GOAL:
Rewrite every line of the listing below in full, rescaling each point coordinate by multiplying it by 1.1 and rounding to the nearest whole number, with halves rounded up. Leave the pictures out of your answer.

(Pointing dataset excerpts)

** START **

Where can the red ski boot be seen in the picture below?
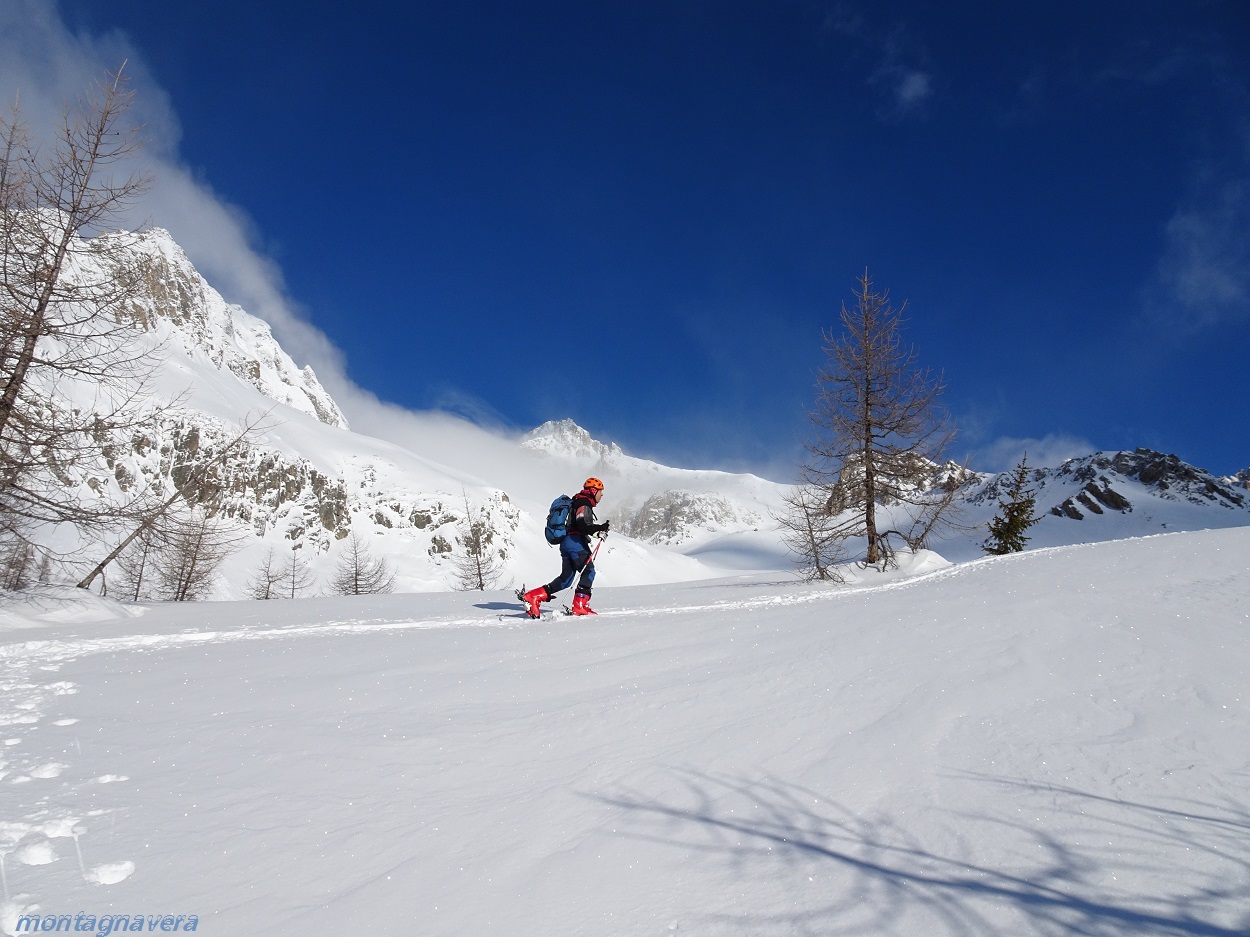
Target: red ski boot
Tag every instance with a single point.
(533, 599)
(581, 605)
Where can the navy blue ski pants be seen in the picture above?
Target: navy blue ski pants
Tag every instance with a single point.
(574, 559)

** END **

WRITTEN SOLUTION:
Where can the red ski boot be seen in the picture below?
Target: red ski boot
Tag every instance with a single point.
(586, 659)
(639, 666)
Where can the navy blue ski pants be seen in the picture above?
Target: navy blue ski pants
Tag every instance with a single point.
(631, 615)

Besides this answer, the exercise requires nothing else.